Return each line of the records below that contains the word "plate", copying those lines unchanged. Letter case counts.

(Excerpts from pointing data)
__________________________________________________
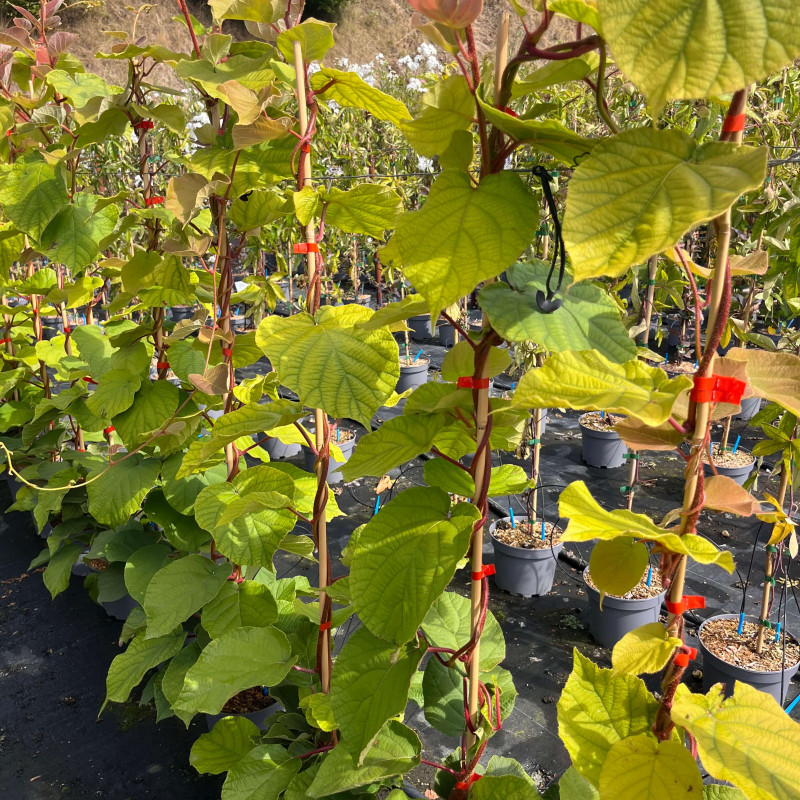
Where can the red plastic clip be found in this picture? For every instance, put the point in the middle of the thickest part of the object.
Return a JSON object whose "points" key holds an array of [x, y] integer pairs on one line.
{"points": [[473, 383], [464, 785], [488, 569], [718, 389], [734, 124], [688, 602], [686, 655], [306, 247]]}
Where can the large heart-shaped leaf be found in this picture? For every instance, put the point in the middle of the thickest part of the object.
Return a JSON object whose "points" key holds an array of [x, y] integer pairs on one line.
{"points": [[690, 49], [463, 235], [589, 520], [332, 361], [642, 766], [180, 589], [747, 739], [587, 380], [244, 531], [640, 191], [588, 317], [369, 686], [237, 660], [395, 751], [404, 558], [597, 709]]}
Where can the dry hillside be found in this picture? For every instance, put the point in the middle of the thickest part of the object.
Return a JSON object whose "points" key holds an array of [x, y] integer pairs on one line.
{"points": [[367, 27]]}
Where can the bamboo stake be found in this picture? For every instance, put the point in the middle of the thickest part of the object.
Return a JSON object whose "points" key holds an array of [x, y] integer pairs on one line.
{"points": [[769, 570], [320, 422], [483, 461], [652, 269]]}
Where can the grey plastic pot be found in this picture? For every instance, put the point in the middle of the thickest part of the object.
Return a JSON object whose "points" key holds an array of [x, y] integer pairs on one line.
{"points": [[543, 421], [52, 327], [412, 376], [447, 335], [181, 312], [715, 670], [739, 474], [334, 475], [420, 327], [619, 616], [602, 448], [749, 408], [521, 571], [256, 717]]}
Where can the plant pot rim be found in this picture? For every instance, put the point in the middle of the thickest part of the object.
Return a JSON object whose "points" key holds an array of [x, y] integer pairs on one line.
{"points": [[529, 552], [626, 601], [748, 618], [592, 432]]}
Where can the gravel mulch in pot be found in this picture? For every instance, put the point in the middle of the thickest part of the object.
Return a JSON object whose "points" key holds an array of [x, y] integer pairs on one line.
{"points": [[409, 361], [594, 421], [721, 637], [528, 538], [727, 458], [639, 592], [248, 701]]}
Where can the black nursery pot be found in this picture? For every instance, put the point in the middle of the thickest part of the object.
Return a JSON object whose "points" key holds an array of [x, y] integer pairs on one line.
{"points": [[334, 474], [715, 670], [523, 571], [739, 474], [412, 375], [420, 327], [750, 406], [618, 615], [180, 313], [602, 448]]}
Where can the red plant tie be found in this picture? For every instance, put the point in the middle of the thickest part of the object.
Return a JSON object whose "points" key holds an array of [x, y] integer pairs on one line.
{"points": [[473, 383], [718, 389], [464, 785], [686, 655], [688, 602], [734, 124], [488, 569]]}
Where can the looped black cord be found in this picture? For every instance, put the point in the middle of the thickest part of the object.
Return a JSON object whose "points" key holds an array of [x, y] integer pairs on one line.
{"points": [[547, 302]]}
__________________________________________________
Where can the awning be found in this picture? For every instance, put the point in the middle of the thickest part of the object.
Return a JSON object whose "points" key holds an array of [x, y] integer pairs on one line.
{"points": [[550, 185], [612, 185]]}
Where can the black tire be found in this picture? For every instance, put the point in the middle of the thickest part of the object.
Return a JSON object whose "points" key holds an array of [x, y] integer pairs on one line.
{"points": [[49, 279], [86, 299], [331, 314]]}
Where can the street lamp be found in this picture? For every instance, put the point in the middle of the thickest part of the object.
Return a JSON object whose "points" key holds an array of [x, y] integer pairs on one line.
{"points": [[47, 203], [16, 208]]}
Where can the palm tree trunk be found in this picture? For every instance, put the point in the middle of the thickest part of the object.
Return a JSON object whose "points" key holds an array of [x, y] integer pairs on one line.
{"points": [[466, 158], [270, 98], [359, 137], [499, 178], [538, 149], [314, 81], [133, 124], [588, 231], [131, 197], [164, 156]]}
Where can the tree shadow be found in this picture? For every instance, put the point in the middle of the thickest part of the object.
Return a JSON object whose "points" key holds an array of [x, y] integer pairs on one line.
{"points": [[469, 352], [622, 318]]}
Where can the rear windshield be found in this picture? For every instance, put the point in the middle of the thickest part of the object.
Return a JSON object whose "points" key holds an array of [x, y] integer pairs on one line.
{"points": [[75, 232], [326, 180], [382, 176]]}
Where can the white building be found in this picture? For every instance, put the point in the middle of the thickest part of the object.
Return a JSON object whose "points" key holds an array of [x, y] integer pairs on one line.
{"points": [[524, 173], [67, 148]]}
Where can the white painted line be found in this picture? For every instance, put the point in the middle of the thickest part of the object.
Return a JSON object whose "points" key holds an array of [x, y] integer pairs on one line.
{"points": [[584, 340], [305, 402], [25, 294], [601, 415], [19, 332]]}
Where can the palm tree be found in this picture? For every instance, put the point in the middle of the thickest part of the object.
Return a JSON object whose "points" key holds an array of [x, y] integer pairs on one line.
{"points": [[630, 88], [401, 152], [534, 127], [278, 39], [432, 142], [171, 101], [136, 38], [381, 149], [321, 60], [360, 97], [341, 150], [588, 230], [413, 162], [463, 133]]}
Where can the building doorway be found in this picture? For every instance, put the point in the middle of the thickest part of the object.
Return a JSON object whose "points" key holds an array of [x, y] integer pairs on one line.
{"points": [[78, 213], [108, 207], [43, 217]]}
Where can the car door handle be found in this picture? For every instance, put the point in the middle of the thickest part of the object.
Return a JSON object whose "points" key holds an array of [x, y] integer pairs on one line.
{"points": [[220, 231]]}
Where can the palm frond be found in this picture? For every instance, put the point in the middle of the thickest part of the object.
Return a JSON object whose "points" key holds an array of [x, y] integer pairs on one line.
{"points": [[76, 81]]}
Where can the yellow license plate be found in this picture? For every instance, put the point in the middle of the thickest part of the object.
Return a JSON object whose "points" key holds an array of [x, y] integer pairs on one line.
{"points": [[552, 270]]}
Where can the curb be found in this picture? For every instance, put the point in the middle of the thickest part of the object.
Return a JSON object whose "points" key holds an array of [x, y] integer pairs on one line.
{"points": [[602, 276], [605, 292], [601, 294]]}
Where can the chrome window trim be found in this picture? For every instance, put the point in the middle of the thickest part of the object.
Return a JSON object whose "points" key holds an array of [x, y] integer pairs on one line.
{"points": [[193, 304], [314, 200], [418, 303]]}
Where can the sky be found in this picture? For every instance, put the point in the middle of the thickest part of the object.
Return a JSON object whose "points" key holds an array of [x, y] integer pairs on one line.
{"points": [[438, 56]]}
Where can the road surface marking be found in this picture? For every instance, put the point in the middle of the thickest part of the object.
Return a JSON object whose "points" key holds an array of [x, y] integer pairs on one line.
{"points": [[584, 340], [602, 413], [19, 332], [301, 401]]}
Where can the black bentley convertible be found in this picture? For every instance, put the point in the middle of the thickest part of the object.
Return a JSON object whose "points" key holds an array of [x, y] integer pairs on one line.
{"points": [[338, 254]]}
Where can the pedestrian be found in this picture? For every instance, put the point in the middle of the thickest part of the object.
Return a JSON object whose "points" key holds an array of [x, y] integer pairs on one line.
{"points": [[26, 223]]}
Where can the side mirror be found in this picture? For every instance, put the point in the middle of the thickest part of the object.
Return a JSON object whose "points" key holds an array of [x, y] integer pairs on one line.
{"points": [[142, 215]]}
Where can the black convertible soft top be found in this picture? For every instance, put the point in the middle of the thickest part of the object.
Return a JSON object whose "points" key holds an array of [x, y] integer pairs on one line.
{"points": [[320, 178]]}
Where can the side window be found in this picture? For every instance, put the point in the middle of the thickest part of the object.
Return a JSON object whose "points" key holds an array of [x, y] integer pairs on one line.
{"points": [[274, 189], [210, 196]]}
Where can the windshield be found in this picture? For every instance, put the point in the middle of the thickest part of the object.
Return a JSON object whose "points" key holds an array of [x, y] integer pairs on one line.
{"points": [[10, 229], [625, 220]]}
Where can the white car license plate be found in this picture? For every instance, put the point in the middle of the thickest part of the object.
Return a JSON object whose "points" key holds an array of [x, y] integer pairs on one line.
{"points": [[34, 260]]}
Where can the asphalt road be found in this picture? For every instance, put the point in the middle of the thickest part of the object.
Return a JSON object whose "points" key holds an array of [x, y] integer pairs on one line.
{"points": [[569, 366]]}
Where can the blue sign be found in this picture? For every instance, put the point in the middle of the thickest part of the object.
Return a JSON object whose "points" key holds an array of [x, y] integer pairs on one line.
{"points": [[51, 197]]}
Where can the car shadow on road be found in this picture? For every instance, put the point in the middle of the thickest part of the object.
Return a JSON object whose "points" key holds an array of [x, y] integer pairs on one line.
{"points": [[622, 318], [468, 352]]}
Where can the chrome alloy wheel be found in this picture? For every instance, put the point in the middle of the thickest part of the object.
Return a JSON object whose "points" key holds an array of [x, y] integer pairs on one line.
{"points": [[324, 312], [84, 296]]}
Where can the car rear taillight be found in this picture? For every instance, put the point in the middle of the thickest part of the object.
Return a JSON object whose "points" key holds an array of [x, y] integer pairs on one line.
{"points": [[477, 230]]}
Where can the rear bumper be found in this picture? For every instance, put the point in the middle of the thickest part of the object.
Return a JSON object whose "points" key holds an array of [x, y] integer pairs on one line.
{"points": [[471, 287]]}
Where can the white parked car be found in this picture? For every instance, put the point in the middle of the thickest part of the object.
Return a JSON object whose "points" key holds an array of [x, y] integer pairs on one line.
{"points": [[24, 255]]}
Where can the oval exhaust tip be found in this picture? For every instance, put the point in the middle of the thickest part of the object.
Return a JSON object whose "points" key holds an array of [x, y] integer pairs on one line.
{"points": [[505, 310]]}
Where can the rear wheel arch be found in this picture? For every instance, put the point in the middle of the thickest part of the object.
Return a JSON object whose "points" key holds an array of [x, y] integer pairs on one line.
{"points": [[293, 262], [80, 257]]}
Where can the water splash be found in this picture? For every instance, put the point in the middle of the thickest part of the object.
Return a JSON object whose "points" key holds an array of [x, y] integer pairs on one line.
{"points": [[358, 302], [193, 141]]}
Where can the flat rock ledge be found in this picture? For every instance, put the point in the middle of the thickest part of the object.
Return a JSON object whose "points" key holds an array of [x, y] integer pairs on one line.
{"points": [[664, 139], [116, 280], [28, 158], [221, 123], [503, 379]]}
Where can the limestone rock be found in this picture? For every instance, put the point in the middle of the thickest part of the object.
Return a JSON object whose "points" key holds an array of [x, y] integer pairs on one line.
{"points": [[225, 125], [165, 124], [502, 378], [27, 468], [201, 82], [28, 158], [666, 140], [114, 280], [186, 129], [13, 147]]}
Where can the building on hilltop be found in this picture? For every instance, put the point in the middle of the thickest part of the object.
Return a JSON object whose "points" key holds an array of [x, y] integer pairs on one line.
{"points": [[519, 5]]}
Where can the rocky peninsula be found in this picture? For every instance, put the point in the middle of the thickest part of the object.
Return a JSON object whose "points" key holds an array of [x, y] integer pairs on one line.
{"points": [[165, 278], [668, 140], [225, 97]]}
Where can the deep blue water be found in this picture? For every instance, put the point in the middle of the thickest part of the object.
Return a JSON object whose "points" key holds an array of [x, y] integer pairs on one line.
__________________________________________________
• **Result of this task**
Where can the yellow license plate be found in this picture? For every instance, put the point in the middle of the thickest part of the object.
Where can the white car license plate be found in this picture? For every instance, put the point in the middle of the thickest part of the object.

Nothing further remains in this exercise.